_Passage provided_

____

CoinGlass data shows that the forced liquidation amount in the cryptocurrency derivatives market will reach $150 billion in 2025. On the surface, this appears to be a crisis throughout the year, but in fact, it is a structural normality where derivatives dominate the marginal price market.
Margin calls and forced liquidations are more like cyclical fees levied on leverage.
Against the backdrop of a total derivatives trading volume of $85.7 trillion for the year (averaging $264.5 billion daily), liquidations are merely a market byproduct, stemming from a price discovery mechanism dominated by perpetual swaps and basis trading.
As derivatives trading volume rises and open interest rebounds from the deleveraging lows of 2022-2023, on October 7, the nominal open interest in Bitcoin reached $235.9 billion (during which Bitcoin price once touched $126,000).

____

_Records supplied_
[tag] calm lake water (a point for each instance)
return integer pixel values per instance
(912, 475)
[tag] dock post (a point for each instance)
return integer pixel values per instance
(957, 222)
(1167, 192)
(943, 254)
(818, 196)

____

_Written exercise A_
According to the passage on cryptocurrency liquidations, what was the total derivatives trading volume for the year?
_Written exercise B_
Convert the lines of the listing, from the line containing "[tag] dock post (a point for each instance)" through the end of the listing, into a numbered list, leaving out any blank lines.
The passage on cryptocurrency liquidations and the listing are unrelated.

_Correct output A_
$85.7 trillion, an average of $264.5 billion per day.

_Correct output B_
1. [tag] dock post (a point for each instance)
2. return integer pixel values per instance
3. (957, 222)
4. (1167, 192)
5. (943, 254)
6. (818, 196)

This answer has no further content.